═══ PROVIDED DATA
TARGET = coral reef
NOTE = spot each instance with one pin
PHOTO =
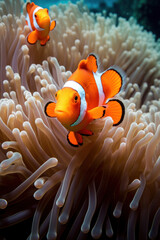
(109, 187)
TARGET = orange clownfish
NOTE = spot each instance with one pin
(39, 23)
(86, 96)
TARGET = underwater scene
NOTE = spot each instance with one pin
(80, 120)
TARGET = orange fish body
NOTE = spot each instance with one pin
(84, 97)
(39, 23)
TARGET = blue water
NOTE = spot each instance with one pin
(146, 12)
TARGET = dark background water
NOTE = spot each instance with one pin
(146, 12)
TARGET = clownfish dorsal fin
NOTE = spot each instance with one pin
(29, 6)
(90, 64)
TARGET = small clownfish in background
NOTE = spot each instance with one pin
(86, 96)
(39, 23)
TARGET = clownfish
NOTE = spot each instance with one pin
(87, 95)
(39, 23)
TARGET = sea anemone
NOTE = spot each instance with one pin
(107, 188)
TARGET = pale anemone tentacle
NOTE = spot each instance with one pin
(108, 186)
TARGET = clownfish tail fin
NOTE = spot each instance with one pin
(29, 6)
(49, 109)
(112, 81)
(116, 110)
(32, 37)
(53, 25)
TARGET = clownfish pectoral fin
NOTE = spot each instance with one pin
(53, 25)
(32, 37)
(43, 42)
(29, 6)
(49, 109)
(97, 112)
(85, 132)
(90, 64)
(74, 139)
(116, 110)
(112, 80)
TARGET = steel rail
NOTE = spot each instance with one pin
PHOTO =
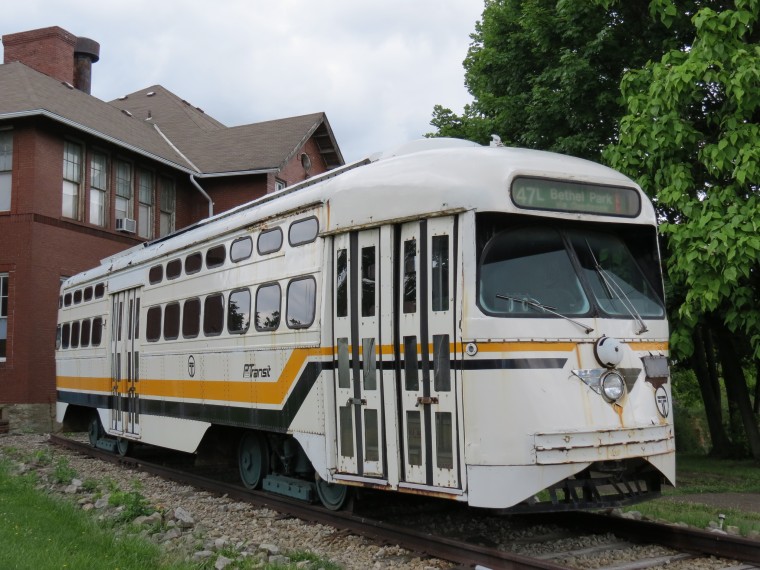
(678, 538)
(447, 549)
(675, 537)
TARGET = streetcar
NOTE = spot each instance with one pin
(477, 323)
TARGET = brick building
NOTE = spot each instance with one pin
(81, 179)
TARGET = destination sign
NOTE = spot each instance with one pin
(559, 196)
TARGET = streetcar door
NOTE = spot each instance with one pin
(428, 375)
(357, 280)
(125, 362)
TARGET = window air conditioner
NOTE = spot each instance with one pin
(126, 225)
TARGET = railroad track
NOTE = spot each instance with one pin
(680, 545)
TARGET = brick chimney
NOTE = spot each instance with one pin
(54, 52)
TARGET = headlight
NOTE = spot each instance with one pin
(613, 386)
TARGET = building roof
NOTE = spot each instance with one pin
(26, 92)
(212, 147)
(156, 123)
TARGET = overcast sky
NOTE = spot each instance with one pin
(376, 68)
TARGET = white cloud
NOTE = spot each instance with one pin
(375, 68)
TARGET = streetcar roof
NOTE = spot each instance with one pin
(427, 177)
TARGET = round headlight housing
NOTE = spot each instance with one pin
(613, 387)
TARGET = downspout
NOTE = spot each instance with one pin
(203, 192)
(192, 176)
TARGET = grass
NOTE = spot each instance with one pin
(699, 474)
(40, 533)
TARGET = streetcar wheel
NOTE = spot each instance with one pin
(94, 431)
(122, 446)
(253, 459)
(332, 495)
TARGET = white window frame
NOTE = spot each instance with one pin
(146, 199)
(72, 180)
(167, 205)
(6, 169)
(98, 189)
(124, 190)
(4, 301)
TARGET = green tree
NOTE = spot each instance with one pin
(545, 73)
(691, 138)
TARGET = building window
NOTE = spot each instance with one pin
(145, 219)
(72, 177)
(6, 168)
(3, 315)
(168, 201)
(98, 188)
(123, 206)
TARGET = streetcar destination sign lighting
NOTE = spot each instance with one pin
(554, 195)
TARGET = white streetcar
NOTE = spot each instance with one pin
(483, 324)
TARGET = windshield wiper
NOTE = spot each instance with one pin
(615, 290)
(542, 307)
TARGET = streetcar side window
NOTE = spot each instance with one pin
(410, 276)
(213, 315)
(193, 263)
(270, 241)
(65, 334)
(303, 231)
(75, 334)
(215, 256)
(97, 331)
(85, 338)
(153, 325)
(156, 274)
(302, 297)
(341, 295)
(171, 321)
(174, 269)
(241, 249)
(368, 281)
(268, 307)
(191, 318)
(239, 311)
(440, 270)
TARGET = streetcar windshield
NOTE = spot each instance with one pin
(543, 270)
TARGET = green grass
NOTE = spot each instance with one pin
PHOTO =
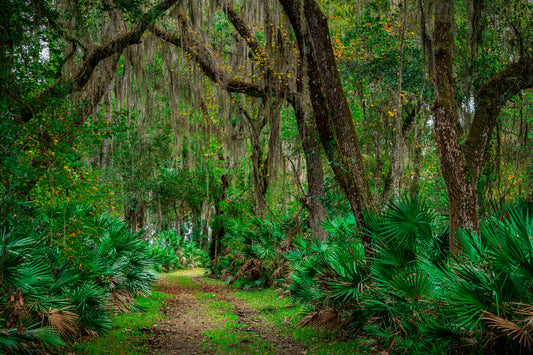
(183, 278)
(125, 336)
(284, 314)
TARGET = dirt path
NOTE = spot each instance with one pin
(193, 316)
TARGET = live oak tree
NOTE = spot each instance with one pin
(462, 159)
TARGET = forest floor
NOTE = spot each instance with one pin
(190, 313)
(202, 310)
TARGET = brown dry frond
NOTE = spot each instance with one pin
(65, 322)
(518, 333)
(327, 318)
(91, 333)
(253, 269)
(280, 273)
(121, 301)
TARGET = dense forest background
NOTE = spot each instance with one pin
(263, 133)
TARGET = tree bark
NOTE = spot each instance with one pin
(330, 107)
(461, 165)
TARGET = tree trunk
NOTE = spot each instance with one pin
══════
▶ _INSTRUCTIONS TO FOLLOW_
Your answer should be every entry repeated exactly, minus the pictures.

▶ _OUTPUT OF THE TASK_
TARGET = coral reef
NOTE = spot each instance with one pin
PHOTO =
(109, 187)
TARGET = orange clownfish
NOTE = spot each instance with one pin
(39, 23)
(86, 96)
TARGET = underwater scene
NOTE = spot each instance with one pin
(80, 120)
TARGET = orange fish body
NOTE = spot each instance with one pin
(84, 97)
(39, 23)
TARGET = blue water
NOTE = spot each instance with one pin
(146, 12)
TARGET = dark background water
NOTE = spot each instance with one pin
(146, 12)
TARGET = clownfish dorsal fin
NOTE = spot each instance with one pin
(29, 6)
(90, 64)
TARGET = small clownfish in background
NOTE = spot each instance with one pin
(86, 96)
(39, 23)
TARGET = clownfish
NOTE = spot each instance with one pin
(87, 95)
(39, 23)
TARGET = sea anemone
NOTE = spot each instance with one pin
(107, 188)
TARGET = pale anemone tentacle
NOTE = spot each instance with one pin
(108, 186)
TARGET = clownfish tail fin
NOTE = spot each instance with one pin
(29, 6)
(49, 109)
(112, 81)
(116, 110)
(32, 37)
(53, 25)
TARGET = clownfish pectoral fin
NOTE = spot each instance with one pin
(53, 25)
(32, 37)
(43, 42)
(29, 6)
(49, 109)
(97, 112)
(85, 132)
(90, 64)
(74, 139)
(116, 110)
(112, 80)
TARGET = steel rail
NOTE = spot each instance with one pin
PHOTO =
(678, 538)
(447, 549)
(675, 537)
TARGET = streetcar
NOTE = spot each instance with one pin
(477, 323)
TARGET = brick building
NOTE = spot each instance with one pin
(81, 179)
TARGET = destination sign
NOTE = spot each instance with one pin
(559, 196)
TARGET = streetcar door
NOTE = spot each instance with one pin
(428, 375)
(357, 280)
(125, 362)
TARGET = window air conditioner
NOTE = spot each instance with one pin
(126, 225)
TARGET = railroad track
NOTE = spot each instance with one pin
(680, 545)
TARGET = brick chimney
NOTE = spot each instance with one pin
(54, 52)
TARGET = headlight
NOTE = spot each instance with one pin
(613, 386)
TARGET = building roof
NOTE = spot each instance with one pin
(26, 92)
(212, 147)
(156, 123)
TARGET = overcast sky
NOTE = spot each instance with one pin
(376, 68)
TARGET = white cloud
NOTE = spot each instance with one pin
(375, 68)
TARGET = streetcar roof
NOTE = spot each instance with one pin
(427, 177)
TARGET = round headlight housing
NOTE = spot each instance with one pin
(613, 387)
TARGET = downspout
NOTE = spot each instance with one pin
(203, 192)
(192, 176)
TARGET = grass
NOTE = spot each instance with one pin
(699, 474)
(40, 533)
TARGET = streetcar wheel
NOTE = spot each instance with one pin
(94, 431)
(122, 446)
(253, 459)
(332, 495)
TARGET = white window frame
NOTE = spot each instance with one pin
(146, 199)
(72, 180)
(167, 205)
(6, 169)
(98, 189)
(124, 190)
(4, 301)
TARGET = green tree
NOTE = spot each instance with one pin
(545, 73)
(691, 138)
TARGET = building window
NOTE = spot each instance with one pin
(145, 219)
(72, 177)
(6, 168)
(3, 315)
(168, 201)
(98, 188)
(123, 206)
TARGET = streetcar destination sign lighting
NOTE = spot each instance with one pin
(554, 195)
TARGET = white streetcar
NOTE = spot each instance with one pin
(483, 324)
TARGET = windshield wiper
NOTE = spot each instance with one pin
(615, 290)
(542, 307)
TARGET = streetcar side window
NOTE = spot each instance with one pin
(410, 276)
(213, 315)
(193, 263)
(270, 241)
(65, 334)
(303, 231)
(75, 334)
(215, 256)
(97, 331)
(85, 338)
(153, 325)
(156, 274)
(302, 297)
(341, 295)
(171, 321)
(174, 269)
(241, 249)
(368, 281)
(268, 307)
(191, 318)
(239, 311)
(440, 270)
TARGET = streetcar windshield
NOTE = spot each instance with one pin
(543, 270)
TARGET = green grass
NOTE = spot each instance with one pin
PHOTO =
(183, 278)
(125, 336)
(284, 314)
TARGET = dirt path
NOTE = spot each instance with one pin
(193, 316)
TARGET = live oak tree
NOTE = spot each instance with one pin
(462, 159)
TARGET = forest floor
NOTE = spot each instance with one pin
(190, 313)
(202, 310)
TARGET = brown dry frond
NOTE = spot each instance with one pin
(65, 322)
(518, 333)
(327, 318)
(91, 333)
(253, 269)
(280, 273)
(121, 301)
TARGET = dense forest background
NOTE = spot each instance with one pin
(263, 133)
TARGET = tree bark
NOTE = spot each instance with one pin
(330, 107)
(461, 165)
TARGET = tree trunk
NOTE = spot each instance with one pin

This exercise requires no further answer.